Dataset entries

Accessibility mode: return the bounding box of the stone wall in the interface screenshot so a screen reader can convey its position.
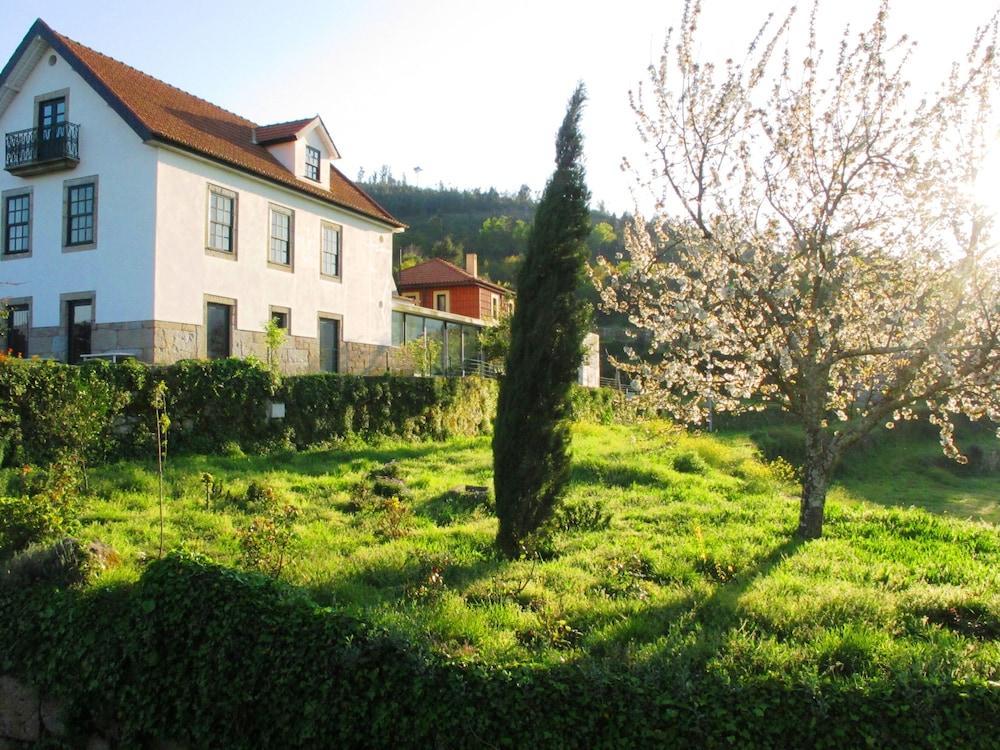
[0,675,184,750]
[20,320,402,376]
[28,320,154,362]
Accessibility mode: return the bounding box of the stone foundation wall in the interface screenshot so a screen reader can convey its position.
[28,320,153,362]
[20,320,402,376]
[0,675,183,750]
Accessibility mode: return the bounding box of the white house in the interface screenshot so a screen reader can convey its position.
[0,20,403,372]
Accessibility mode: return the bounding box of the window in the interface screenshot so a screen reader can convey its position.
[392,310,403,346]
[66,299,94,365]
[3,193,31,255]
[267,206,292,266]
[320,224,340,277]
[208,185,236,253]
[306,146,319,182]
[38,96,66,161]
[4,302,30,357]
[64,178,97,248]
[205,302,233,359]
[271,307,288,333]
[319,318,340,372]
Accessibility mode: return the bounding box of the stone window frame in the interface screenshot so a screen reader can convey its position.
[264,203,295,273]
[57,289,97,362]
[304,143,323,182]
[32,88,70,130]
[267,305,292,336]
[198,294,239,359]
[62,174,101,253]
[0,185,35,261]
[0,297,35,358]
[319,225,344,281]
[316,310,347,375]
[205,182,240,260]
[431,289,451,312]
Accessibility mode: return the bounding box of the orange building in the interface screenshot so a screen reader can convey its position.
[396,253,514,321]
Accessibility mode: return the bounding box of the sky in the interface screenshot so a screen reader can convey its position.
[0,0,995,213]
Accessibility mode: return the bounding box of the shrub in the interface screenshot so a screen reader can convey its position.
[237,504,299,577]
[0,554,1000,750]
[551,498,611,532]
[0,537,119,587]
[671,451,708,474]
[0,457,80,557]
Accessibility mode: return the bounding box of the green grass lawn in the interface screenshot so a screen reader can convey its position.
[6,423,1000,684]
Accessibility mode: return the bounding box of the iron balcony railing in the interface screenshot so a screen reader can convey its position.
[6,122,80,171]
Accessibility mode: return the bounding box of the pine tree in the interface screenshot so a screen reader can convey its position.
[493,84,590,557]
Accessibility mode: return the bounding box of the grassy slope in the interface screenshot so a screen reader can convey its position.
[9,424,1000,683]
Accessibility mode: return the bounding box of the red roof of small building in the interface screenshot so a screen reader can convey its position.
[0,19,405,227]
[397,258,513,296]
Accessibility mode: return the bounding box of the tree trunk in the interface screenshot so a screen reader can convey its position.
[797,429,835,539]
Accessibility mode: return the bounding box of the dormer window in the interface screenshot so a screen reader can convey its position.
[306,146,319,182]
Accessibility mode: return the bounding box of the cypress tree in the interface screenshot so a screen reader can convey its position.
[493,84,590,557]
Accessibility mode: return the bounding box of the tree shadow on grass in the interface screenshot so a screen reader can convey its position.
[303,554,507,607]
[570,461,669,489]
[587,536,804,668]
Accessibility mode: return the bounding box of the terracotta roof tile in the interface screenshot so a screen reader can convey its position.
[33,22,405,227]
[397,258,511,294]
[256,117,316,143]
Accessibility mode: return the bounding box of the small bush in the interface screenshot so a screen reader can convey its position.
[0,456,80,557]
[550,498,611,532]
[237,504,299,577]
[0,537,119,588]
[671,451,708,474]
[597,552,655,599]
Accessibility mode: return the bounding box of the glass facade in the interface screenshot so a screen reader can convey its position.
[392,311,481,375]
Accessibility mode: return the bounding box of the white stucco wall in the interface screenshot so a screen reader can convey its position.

THE EXERCISE
Can you write out the stretch of entries from the line containing "Accessibility mode: return the bounding box of the window" through the line containing "[0,0,995,213]", both ends included, with the requests kept and every bounding-box coordinate in the answers increased by 107?

FULL ANSWER
Accessibility mode: return the bounding box of the window in the interface screenshot so a screen reader can convey its position.
[499,417,510,453]
[173,406,201,472]
[110,300,138,362]
[374,313,399,373]
[427,331,447,384]
[315,292,343,360]
[413,253,426,289]
[145,203,173,268]
[111,409,137,464]
[171,285,204,355]
[312,409,340,466]
[378,414,395,440]
[426,425,447,479]
Accessibility mode: return the bounding box of the stone window frame in the interface screenshot so a screen reader can convey its position.
[371,310,402,380]
[164,396,204,469]
[411,250,430,289]
[139,195,177,237]
[374,412,399,443]
[305,401,346,466]
[169,281,208,360]
[107,292,142,368]
[107,404,142,465]
[426,332,451,388]
[423,417,454,482]
[312,289,347,367]
[538,396,558,419]
Accessibility mode: return the bounding box of the orange building in the interface screenshot so a screen reader can convey its position.
[503,360,621,428]
Accessibility mode: return the bounding box of the sky in the interface screenshot so a screen reader can convey its position.
[107,107,1102,320]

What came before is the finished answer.